(Saved entries)
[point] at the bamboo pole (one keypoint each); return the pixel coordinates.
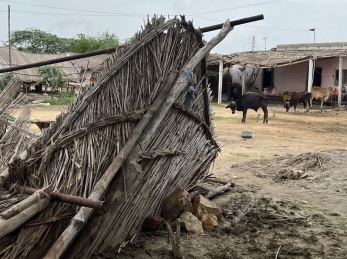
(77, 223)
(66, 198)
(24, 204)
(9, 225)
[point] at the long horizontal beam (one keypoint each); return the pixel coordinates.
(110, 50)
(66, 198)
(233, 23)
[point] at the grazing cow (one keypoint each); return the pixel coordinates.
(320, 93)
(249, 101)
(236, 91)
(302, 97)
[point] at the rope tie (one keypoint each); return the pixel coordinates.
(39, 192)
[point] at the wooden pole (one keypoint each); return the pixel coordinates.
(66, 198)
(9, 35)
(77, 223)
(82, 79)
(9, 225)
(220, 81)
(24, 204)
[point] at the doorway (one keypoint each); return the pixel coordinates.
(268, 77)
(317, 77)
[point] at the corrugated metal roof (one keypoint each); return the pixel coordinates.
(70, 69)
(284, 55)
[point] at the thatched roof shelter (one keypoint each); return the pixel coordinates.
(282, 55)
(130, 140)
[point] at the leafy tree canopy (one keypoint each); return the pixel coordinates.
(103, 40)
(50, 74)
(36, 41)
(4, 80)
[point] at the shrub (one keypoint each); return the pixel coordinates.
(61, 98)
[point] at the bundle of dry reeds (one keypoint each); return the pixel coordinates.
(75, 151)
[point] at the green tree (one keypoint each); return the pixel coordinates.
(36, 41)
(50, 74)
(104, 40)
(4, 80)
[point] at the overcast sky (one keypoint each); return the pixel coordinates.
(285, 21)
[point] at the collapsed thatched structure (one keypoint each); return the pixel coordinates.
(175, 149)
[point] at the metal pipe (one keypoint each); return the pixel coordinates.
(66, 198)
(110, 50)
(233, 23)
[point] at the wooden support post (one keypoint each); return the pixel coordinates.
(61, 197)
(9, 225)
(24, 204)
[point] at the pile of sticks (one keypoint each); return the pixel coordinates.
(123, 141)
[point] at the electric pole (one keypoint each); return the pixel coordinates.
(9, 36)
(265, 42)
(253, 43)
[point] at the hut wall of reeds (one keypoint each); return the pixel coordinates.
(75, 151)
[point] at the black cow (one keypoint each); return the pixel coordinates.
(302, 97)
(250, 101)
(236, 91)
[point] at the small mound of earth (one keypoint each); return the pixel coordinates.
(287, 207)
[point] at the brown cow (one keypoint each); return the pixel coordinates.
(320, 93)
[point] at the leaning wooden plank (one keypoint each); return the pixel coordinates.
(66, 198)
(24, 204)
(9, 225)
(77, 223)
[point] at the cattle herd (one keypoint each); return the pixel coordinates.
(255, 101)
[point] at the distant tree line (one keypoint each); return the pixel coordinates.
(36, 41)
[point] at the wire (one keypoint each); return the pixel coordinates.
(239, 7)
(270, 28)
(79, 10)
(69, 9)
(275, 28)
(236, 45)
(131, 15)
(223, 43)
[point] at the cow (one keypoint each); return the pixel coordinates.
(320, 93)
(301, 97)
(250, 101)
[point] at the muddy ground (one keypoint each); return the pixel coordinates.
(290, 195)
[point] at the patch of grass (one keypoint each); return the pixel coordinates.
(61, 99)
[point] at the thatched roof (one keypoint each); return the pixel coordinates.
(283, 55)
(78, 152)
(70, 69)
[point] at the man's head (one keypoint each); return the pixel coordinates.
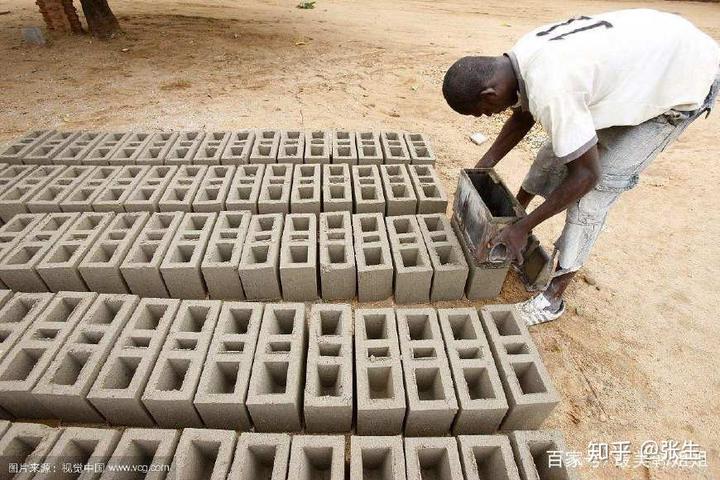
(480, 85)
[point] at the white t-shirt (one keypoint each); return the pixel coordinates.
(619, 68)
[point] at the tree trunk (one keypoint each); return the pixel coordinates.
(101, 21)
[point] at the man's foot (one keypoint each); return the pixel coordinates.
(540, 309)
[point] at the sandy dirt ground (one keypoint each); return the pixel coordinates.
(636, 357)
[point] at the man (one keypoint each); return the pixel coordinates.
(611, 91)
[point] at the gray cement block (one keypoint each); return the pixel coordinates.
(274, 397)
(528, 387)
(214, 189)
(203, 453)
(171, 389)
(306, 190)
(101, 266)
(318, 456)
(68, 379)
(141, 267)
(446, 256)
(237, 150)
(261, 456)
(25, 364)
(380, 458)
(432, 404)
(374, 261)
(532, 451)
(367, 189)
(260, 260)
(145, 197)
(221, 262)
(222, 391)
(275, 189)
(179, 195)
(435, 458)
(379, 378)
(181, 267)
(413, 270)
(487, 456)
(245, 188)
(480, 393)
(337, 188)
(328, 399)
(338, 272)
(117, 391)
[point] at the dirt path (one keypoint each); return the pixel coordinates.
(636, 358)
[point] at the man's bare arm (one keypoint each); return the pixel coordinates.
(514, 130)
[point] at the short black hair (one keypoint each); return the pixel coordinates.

— PROBLEM —
Emit an exact copy of the lines from the line bearing "[point] at the thatched roof (one" through the last line above, inclusive, and leave the images out.

— ANSWER TO THIS PROBLEM —
[point] at the thatched roof (one keypoint each); return the pixel coordinates.
(283, 55)
(78, 152)
(70, 69)
[point] at the man's head (one keypoint each); return the pixel coordinates.
(480, 85)
[point] at the white t-shirt (one keypoint each); return the pixel coordinates.
(619, 68)
[point] at the tree trunk (one keypoint each); return the pixel coordinates.
(101, 21)
[point] at the man's foot (one keypoint each); return the pixel coordinates.
(540, 309)
[point] at the sandy dirt ground (one keypoint each); return the pixel coordinates.
(636, 357)
[point] at the man (one keypoint each); return the pixel coordinates.
(611, 91)
[point] at the gray cement block (one keypoint each); return the pixel coordinates.
(274, 397)
(528, 387)
(214, 189)
(203, 453)
(171, 389)
(306, 190)
(101, 266)
(318, 456)
(68, 379)
(141, 267)
(446, 256)
(237, 150)
(261, 456)
(25, 364)
(380, 458)
(432, 404)
(374, 261)
(532, 451)
(367, 189)
(260, 260)
(145, 197)
(221, 262)
(222, 391)
(275, 189)
(179, 195)
(435, 458)
(379, 378)
(181, 267)
(413, 270)
(487, 456)
(245, 188)
(480, 393)
(337, 188)
(328, 399)
(338, 272)
(117, 391)
[point] at the dirt path (one keypoint each); return the pixel coordinates.
(636, 358)
[point] at the man's bare arm (one keypoint each); return the pixel coordinates.
(514, 130)
[point] at the short black hair (one keypoint each); return the pixel coordinates.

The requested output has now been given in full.